Data records below:

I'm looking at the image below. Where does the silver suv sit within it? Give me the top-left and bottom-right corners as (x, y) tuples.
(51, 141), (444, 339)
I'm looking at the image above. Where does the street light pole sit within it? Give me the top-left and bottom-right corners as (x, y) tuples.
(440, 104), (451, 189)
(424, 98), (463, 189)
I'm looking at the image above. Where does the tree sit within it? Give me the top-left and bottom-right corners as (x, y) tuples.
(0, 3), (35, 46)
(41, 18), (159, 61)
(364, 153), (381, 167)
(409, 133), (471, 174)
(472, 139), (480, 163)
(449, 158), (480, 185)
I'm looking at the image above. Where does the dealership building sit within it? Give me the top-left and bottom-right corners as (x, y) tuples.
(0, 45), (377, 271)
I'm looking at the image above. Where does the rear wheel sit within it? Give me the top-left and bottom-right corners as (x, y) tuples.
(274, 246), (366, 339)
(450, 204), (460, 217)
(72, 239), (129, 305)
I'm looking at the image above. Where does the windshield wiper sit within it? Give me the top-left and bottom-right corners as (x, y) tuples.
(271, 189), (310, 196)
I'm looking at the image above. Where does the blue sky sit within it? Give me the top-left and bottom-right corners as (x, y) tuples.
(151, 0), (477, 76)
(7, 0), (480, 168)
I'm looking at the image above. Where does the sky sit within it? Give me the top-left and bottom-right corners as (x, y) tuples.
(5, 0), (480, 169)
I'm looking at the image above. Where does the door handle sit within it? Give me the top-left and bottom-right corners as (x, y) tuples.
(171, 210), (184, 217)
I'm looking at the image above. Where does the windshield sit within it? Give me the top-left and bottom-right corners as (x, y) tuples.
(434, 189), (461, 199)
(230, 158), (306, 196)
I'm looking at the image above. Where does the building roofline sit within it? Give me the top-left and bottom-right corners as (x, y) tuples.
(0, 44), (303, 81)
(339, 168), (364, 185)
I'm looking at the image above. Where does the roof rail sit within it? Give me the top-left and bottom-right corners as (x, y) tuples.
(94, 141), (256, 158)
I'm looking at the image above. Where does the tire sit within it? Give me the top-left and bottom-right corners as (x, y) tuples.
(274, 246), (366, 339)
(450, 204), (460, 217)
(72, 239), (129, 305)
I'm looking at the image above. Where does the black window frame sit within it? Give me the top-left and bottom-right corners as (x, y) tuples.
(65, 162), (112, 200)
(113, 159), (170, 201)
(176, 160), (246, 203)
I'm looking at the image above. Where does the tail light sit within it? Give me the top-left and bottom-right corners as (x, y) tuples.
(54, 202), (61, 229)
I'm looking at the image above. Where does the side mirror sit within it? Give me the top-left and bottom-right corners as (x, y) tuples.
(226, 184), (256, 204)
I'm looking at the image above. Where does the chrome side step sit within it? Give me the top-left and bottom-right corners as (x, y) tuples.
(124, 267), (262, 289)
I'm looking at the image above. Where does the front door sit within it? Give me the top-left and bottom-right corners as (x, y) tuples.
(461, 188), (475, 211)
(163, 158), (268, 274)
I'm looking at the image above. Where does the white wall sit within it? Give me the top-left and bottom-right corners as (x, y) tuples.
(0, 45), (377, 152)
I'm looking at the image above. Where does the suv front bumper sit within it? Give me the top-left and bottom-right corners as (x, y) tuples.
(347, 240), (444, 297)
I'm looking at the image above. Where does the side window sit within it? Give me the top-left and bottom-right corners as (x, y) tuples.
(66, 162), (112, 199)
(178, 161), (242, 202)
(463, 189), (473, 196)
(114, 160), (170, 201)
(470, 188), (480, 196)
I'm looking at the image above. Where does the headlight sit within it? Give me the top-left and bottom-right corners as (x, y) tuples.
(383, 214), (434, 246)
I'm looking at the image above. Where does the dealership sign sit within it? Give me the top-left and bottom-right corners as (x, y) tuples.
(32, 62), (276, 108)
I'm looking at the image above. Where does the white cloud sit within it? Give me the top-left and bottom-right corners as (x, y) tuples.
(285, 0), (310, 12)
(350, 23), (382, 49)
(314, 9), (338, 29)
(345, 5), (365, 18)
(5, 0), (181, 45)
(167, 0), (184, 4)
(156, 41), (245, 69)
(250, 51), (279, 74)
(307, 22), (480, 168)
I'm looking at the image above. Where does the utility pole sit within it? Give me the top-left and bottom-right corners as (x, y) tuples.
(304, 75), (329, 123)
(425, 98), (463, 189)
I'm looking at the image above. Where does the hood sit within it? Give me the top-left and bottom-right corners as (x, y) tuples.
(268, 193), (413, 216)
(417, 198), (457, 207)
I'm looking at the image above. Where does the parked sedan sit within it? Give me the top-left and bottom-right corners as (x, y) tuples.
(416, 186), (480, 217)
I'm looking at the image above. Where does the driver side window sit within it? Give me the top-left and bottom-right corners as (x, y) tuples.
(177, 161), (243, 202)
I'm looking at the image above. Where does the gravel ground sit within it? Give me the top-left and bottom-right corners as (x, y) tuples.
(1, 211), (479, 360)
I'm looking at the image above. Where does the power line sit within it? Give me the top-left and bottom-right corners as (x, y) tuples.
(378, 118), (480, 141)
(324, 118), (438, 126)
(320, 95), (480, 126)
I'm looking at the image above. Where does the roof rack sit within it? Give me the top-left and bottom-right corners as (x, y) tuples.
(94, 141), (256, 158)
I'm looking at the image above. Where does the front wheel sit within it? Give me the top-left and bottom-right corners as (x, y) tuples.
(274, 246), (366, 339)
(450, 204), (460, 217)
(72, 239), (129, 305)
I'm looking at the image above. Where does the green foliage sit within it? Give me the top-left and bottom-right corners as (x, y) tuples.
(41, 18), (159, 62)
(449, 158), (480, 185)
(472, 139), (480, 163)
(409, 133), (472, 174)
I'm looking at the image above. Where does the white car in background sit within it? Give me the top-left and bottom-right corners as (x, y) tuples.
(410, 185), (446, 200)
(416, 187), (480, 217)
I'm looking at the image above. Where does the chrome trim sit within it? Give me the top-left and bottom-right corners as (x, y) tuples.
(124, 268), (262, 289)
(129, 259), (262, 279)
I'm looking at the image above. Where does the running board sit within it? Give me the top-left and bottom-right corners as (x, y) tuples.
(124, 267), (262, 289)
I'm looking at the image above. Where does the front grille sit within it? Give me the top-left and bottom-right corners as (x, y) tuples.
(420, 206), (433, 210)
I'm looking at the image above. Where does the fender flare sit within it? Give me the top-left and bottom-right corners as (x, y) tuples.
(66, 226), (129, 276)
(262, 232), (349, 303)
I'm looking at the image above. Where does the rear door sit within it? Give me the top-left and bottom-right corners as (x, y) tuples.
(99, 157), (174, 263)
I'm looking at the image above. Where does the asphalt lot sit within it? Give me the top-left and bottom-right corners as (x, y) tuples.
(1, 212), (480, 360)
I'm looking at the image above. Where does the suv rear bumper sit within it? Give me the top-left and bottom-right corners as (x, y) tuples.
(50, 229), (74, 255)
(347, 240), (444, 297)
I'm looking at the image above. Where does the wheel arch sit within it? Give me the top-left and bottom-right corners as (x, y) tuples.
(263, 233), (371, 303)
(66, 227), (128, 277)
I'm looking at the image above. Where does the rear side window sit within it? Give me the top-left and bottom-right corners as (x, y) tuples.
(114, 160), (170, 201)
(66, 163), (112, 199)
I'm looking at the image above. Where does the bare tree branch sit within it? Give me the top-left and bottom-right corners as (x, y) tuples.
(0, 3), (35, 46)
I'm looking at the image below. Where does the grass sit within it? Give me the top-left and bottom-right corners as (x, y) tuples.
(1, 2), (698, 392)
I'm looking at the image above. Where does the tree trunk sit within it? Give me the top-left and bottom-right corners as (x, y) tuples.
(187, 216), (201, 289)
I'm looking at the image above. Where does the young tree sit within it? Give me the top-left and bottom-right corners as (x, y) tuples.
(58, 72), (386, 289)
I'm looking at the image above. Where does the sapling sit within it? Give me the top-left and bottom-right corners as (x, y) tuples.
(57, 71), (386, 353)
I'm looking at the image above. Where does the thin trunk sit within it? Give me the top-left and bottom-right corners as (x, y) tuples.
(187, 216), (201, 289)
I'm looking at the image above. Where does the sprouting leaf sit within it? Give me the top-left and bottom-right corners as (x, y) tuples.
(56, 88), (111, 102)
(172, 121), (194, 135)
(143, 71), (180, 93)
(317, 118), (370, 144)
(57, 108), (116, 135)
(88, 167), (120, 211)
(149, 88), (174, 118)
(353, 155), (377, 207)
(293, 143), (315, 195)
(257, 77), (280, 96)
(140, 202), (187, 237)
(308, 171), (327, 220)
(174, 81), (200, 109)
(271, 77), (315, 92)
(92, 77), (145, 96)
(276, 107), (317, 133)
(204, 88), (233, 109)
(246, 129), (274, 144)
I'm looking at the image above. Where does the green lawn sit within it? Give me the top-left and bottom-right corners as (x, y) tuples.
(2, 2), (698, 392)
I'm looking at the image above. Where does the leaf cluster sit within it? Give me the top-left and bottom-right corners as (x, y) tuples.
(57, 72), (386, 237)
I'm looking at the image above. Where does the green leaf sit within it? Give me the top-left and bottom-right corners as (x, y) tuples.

End of Data records.
Data records below:

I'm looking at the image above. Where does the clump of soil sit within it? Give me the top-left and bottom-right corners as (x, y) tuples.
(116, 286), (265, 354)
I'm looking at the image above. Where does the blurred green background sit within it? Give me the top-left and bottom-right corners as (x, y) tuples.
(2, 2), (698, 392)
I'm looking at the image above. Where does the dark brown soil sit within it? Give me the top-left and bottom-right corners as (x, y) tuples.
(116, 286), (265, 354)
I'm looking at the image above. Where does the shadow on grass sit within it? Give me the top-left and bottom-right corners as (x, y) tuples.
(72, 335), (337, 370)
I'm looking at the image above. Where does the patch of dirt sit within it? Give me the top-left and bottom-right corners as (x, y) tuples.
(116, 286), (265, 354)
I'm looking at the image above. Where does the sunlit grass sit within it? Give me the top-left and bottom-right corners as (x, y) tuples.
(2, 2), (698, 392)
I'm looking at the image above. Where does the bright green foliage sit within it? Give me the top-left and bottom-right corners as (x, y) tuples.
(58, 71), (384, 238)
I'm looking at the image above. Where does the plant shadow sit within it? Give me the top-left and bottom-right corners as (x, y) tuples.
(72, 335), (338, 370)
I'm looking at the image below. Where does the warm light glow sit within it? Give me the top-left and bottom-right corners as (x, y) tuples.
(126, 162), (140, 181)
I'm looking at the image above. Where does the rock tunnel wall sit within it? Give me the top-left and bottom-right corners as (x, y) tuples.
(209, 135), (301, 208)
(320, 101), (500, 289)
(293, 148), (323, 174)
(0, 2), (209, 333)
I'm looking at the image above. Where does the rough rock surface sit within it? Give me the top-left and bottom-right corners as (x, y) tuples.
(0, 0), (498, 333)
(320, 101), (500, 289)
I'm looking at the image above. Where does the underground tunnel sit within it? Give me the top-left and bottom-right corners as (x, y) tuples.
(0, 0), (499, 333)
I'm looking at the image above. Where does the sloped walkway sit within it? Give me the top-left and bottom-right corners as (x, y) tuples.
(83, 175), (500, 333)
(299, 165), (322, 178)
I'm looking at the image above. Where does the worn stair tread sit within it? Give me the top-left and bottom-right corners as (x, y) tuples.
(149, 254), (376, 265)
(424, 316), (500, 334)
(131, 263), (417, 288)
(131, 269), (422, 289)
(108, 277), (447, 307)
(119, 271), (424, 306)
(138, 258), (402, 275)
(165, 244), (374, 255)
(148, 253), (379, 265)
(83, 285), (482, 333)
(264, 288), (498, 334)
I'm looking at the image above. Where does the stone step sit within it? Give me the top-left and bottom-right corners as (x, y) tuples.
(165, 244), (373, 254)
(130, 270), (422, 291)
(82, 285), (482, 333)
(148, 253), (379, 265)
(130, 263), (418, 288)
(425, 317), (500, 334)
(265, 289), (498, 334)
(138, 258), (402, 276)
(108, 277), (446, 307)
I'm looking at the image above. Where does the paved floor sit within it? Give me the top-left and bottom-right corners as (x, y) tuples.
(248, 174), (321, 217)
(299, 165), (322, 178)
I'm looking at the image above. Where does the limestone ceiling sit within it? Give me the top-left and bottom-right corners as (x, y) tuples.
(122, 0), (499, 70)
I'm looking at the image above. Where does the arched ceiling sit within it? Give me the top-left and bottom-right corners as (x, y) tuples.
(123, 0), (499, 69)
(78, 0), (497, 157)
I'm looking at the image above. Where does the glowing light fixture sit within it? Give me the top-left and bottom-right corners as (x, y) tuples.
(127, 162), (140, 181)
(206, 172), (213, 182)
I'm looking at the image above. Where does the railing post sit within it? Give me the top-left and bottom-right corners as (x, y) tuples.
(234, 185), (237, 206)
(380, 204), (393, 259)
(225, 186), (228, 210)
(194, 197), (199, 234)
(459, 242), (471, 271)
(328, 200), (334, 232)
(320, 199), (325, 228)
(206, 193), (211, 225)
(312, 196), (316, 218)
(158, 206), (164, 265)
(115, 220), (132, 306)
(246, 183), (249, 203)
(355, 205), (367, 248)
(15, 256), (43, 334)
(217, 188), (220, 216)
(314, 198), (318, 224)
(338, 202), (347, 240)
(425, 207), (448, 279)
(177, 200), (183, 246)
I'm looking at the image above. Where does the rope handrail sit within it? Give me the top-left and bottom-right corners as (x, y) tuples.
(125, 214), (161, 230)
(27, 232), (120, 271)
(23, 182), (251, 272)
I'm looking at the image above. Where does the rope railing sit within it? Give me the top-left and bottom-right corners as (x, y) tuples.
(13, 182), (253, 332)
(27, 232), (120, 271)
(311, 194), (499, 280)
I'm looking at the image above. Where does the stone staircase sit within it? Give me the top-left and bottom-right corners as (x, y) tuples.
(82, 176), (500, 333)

End of Data records.
Data records below:

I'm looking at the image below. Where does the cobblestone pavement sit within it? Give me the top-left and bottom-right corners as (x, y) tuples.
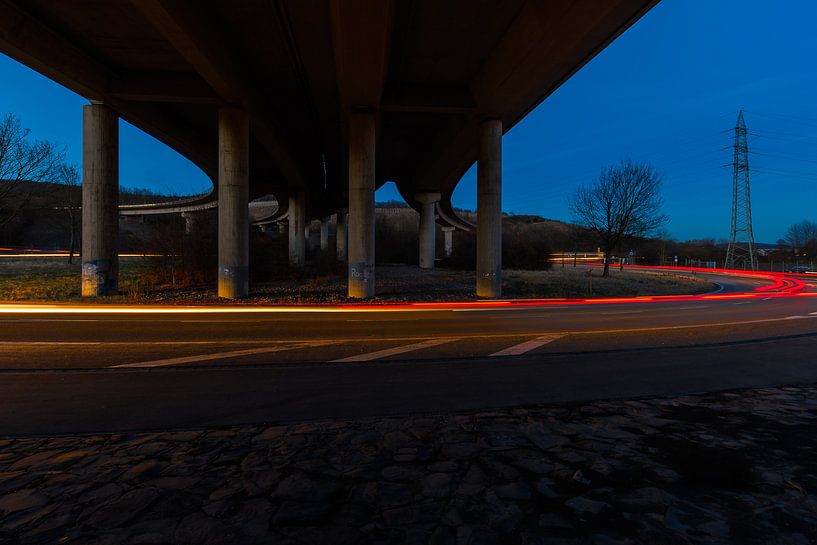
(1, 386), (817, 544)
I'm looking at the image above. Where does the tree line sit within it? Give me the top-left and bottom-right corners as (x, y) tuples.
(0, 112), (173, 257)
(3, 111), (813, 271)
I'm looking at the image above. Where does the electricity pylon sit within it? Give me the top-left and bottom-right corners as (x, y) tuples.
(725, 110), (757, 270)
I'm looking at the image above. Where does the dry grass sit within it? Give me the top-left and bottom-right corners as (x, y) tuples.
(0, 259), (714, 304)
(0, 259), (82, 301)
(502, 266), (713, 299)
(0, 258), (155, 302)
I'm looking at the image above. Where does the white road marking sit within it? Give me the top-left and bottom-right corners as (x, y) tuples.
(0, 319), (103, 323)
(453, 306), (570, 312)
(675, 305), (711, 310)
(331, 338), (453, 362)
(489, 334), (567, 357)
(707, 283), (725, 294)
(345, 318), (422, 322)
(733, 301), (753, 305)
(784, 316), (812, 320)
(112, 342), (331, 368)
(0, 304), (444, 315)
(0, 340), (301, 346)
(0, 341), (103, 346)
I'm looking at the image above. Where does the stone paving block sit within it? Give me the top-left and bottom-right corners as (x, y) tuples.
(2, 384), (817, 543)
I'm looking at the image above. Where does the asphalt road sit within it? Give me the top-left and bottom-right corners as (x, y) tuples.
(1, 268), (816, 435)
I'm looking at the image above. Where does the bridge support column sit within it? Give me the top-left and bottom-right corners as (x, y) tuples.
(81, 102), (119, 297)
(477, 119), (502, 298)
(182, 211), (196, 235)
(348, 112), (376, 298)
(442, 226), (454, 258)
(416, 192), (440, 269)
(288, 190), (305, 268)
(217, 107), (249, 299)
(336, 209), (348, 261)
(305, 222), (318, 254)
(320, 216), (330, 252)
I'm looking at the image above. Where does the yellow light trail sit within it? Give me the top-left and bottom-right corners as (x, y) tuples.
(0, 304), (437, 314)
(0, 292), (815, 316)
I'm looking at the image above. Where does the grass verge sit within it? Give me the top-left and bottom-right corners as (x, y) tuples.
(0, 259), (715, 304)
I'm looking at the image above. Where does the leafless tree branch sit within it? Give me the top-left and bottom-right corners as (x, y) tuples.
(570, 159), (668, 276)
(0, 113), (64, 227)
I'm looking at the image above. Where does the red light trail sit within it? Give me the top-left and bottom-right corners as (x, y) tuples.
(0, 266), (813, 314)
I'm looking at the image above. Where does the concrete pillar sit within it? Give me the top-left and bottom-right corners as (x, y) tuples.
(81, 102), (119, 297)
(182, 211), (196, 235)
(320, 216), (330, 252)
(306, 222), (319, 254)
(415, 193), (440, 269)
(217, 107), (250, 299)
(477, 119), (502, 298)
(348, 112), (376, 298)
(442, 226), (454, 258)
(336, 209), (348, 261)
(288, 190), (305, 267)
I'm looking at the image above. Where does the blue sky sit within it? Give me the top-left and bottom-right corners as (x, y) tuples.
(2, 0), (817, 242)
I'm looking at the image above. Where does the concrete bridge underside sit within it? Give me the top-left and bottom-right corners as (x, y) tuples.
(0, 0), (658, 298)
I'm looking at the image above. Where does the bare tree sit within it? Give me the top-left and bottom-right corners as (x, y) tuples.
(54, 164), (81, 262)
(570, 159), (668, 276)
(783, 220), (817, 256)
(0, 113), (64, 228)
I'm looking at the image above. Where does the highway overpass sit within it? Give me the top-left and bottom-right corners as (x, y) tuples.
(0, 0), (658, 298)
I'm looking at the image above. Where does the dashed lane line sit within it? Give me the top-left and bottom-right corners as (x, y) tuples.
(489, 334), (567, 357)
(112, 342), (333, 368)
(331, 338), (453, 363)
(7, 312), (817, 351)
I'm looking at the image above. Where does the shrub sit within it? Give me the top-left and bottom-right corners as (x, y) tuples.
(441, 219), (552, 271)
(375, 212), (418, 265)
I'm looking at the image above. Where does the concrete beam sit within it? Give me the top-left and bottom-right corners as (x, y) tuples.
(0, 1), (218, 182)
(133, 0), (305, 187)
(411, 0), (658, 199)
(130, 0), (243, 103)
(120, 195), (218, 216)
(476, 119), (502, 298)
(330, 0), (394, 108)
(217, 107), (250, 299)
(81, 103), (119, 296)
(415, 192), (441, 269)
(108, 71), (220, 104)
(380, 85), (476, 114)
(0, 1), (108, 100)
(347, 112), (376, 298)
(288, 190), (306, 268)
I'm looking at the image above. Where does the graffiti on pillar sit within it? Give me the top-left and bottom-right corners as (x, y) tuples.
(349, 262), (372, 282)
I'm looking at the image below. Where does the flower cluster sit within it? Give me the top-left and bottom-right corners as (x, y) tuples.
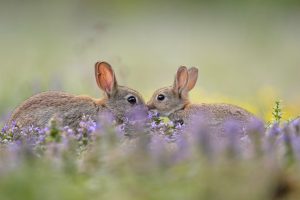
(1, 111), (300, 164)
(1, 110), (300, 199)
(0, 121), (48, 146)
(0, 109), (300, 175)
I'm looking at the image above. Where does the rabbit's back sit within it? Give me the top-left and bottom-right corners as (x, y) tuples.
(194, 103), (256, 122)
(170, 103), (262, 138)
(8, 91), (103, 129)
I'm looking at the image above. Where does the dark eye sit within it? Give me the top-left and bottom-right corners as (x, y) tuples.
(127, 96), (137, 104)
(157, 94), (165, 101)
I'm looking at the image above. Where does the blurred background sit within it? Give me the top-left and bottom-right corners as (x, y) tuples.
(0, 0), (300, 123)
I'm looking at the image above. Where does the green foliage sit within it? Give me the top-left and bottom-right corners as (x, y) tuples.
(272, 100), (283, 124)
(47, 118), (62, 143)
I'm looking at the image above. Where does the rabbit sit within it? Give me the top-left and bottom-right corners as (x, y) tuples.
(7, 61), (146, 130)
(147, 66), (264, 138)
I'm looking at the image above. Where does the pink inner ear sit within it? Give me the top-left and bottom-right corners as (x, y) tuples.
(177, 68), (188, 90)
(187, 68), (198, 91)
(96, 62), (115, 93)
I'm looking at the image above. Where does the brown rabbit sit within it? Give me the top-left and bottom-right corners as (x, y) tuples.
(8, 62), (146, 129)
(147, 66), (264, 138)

End of Data records.

Give back precisely the lines above that start at the line containing "I'm looking at the image above. Where does the sprouting" and end at the line containing "I'm looking at the image above. Where does the green leaf", inclusive. No other lines belong in the output.

Result:
I'm looking at the image above. Where does the sprouting leaf sit within it? Give me the top-left and bottom-right corners as (x, y) tuples.
(56, 88), (111, 102)
(172, 121), (194, 135)
(143, 71), (180, 93)
(317, 118), (370, 144)
(57, 108), (116, 135)
(88, 167), (120, 211)
(149, 88), (174, 118)
(353, 155), (377, 207)
(293, 143), (315, 195)
(257, 77), (280, 96)
(140, 202), (187, 237)
(308, 171), (327, 220)
(174, 81), (200, 109)
(271, 77), (315, 92)
(92, 77), (145, 96)
(276, 107), (317, 133)
(204, 88), (233, 109)
(246, 129), (274, 144)
I'm looking at the image above. Where does the green lawn sit within it? Give me the top-left and bottom-right corners as (x, y) tuples.
(2, 2), (698, 392)
I'm looking at the image above. Where does the leaf cluster sit within it? Give me the top-left and bottom-right corners as (x, y) tuples.
(57, 72), (386, 237)
I'm looking at the image above. Where does the green leaf sit within it? Give me the top-left and bottom-right corners as (x, y) tuples.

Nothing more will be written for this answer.